Dataset excerpts:
>> BEGIN

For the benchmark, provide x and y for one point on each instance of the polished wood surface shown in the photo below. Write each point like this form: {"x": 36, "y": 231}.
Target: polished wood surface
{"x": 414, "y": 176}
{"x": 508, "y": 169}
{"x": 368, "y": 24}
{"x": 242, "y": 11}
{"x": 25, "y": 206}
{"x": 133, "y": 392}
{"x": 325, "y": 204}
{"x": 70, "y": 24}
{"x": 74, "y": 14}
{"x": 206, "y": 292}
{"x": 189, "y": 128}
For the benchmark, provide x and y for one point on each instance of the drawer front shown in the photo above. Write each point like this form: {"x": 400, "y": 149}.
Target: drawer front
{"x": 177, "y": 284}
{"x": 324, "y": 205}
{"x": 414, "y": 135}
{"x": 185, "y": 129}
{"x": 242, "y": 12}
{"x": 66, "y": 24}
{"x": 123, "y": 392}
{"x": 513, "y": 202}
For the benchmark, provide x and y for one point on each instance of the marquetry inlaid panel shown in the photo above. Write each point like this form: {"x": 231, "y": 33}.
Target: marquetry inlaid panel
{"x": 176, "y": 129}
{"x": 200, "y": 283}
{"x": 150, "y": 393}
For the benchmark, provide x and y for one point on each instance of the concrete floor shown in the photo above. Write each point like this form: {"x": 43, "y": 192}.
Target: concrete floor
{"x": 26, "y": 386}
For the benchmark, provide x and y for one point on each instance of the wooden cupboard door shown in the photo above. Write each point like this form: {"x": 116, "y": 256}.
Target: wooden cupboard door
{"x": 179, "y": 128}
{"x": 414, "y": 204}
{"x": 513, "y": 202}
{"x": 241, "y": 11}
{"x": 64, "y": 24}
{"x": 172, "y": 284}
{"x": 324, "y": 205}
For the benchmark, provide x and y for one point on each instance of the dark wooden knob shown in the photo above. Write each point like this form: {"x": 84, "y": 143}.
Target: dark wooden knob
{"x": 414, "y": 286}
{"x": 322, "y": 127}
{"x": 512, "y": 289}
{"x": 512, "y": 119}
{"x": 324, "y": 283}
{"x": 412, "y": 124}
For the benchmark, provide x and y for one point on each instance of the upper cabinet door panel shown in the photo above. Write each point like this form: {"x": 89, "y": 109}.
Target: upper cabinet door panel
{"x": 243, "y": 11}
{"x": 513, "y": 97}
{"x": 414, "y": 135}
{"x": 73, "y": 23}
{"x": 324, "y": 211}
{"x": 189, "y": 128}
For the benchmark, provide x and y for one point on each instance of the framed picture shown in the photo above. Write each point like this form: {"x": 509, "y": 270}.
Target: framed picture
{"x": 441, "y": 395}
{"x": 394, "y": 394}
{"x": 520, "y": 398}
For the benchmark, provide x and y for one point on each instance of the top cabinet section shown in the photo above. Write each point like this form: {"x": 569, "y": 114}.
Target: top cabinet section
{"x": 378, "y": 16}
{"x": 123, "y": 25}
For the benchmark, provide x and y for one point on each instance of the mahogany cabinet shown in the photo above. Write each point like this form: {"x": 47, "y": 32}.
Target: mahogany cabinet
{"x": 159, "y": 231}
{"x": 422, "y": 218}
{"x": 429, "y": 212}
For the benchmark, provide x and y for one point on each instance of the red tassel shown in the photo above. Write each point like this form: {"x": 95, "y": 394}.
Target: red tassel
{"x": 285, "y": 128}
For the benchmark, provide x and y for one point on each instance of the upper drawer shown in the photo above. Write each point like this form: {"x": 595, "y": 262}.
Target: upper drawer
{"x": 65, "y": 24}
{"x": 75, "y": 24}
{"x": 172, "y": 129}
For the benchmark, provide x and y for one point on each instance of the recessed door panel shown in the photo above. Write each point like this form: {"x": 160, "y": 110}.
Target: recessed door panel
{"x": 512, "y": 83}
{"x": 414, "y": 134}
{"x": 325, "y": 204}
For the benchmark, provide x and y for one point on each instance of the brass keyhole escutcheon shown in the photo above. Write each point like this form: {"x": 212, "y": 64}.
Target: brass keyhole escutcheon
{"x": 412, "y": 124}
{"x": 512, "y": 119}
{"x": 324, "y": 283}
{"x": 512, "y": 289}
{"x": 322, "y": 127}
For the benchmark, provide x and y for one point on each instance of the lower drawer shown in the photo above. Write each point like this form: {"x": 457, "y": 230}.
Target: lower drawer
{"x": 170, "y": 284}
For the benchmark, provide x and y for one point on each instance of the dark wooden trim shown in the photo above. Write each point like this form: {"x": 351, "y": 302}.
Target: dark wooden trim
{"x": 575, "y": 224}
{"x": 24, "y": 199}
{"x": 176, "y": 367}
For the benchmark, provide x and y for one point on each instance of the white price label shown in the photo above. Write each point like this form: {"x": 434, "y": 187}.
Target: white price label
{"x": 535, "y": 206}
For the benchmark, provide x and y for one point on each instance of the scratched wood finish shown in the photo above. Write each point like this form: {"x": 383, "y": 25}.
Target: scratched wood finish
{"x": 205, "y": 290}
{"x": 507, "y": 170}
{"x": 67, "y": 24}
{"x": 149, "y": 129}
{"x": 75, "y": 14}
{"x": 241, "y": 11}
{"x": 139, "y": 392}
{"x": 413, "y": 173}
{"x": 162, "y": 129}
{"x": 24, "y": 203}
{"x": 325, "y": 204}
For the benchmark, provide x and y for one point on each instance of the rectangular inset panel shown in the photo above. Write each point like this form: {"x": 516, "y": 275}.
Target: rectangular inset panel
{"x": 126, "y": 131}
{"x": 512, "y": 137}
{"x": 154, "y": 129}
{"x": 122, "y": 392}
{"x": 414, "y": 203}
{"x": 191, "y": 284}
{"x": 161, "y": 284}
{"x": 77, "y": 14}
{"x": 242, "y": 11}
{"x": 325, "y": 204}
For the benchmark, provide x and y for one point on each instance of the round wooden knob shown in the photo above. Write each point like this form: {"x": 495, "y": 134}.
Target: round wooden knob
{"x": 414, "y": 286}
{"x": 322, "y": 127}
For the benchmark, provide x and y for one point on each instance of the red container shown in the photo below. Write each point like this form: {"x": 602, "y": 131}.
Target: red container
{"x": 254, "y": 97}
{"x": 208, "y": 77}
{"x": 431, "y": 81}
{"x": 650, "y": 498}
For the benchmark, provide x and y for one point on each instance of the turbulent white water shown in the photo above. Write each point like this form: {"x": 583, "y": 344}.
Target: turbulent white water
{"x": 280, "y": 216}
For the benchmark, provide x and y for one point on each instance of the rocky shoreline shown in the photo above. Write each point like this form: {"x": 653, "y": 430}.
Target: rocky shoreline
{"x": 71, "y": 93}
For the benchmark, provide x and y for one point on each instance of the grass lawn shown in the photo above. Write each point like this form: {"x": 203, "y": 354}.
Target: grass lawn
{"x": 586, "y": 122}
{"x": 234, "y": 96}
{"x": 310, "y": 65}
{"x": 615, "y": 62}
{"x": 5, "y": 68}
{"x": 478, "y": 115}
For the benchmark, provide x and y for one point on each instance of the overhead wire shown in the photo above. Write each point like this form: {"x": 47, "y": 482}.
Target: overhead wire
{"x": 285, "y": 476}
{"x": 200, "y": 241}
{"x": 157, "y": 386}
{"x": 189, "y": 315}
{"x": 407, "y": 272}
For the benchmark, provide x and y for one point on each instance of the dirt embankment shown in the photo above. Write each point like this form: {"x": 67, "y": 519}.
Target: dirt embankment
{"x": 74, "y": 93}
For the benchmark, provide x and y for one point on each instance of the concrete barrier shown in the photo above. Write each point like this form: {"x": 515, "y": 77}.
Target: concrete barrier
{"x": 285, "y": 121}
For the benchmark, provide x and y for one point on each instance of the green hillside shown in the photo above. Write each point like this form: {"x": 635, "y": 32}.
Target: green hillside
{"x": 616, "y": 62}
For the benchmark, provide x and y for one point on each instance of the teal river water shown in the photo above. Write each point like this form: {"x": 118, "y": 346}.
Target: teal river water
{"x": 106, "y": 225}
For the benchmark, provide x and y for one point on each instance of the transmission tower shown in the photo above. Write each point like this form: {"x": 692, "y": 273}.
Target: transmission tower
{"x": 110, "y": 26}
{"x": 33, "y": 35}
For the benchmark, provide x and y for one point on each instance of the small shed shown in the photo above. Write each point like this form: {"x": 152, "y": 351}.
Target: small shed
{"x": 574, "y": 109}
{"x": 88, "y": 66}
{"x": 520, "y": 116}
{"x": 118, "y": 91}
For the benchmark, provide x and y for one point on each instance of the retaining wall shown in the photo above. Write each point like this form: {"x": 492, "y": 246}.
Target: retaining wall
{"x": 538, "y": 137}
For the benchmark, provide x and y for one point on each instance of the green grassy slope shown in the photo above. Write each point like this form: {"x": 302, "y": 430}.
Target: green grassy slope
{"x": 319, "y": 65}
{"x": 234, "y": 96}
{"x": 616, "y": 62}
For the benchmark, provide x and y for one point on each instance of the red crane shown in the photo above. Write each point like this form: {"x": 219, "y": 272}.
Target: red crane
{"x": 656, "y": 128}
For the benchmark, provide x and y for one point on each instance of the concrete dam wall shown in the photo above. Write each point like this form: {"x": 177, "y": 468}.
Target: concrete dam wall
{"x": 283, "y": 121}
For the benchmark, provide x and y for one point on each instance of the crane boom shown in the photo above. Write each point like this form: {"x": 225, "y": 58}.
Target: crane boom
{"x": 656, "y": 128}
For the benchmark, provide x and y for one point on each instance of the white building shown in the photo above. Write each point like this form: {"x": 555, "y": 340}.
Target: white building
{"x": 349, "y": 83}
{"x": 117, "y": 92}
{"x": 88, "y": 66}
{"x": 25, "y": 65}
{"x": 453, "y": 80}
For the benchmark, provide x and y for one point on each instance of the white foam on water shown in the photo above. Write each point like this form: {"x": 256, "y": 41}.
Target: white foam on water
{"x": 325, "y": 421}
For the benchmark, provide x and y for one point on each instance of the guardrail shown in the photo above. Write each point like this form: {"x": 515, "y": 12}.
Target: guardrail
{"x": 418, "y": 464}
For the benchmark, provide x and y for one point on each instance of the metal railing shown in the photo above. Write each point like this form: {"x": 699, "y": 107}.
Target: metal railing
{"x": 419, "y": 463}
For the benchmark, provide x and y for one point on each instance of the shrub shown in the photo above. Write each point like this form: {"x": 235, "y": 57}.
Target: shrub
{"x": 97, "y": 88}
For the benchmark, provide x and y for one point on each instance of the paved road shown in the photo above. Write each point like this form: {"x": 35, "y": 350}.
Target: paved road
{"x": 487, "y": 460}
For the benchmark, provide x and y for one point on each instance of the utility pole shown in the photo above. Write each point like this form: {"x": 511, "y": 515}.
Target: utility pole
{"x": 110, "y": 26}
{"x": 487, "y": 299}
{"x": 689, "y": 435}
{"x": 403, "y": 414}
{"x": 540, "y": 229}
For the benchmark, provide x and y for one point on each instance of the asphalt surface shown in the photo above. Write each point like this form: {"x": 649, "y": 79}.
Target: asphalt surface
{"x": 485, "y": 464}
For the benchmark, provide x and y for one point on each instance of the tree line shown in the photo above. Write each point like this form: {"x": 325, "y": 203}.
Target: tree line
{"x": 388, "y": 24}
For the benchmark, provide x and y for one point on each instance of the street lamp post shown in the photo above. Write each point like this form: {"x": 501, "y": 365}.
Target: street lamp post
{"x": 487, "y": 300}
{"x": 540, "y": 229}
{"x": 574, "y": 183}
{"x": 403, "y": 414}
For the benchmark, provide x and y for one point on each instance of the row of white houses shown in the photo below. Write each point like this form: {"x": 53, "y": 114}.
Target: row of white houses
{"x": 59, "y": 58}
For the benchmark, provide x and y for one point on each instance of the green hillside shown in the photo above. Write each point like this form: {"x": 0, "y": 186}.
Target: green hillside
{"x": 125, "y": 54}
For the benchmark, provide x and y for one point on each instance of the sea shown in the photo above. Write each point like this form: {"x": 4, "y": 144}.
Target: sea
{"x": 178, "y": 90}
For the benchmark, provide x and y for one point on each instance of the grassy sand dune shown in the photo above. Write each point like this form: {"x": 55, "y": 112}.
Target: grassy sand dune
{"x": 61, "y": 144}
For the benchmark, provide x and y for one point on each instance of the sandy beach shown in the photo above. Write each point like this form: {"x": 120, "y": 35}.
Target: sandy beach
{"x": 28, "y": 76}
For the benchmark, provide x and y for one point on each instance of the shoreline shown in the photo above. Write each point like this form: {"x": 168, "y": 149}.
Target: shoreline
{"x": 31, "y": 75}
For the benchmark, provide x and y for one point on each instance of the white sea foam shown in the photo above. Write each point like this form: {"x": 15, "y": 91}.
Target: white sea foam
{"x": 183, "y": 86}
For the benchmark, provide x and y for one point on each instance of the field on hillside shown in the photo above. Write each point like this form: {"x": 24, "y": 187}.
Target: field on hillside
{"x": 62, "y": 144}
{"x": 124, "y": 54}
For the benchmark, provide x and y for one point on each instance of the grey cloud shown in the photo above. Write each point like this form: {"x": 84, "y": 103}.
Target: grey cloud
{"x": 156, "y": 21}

>> END

Given instruction:
Rescale everything from the line containing "of the grey" down to the end of the entries, reproducing every line including the requests, and multiply each x and y coordinate in the answer points by 0.85, rounding to whole numbers with halves rounded up. Leave all other numbers unchanged, including those in the requests and their format samples.

Finished task:
For the benchmark, provide x and y for one point on each instance of the grey cloud shown in the photo above. Write each point like this form: {"x": 84, "y": 103}.
Target: grey cloud
{"x": 133, "y": 18}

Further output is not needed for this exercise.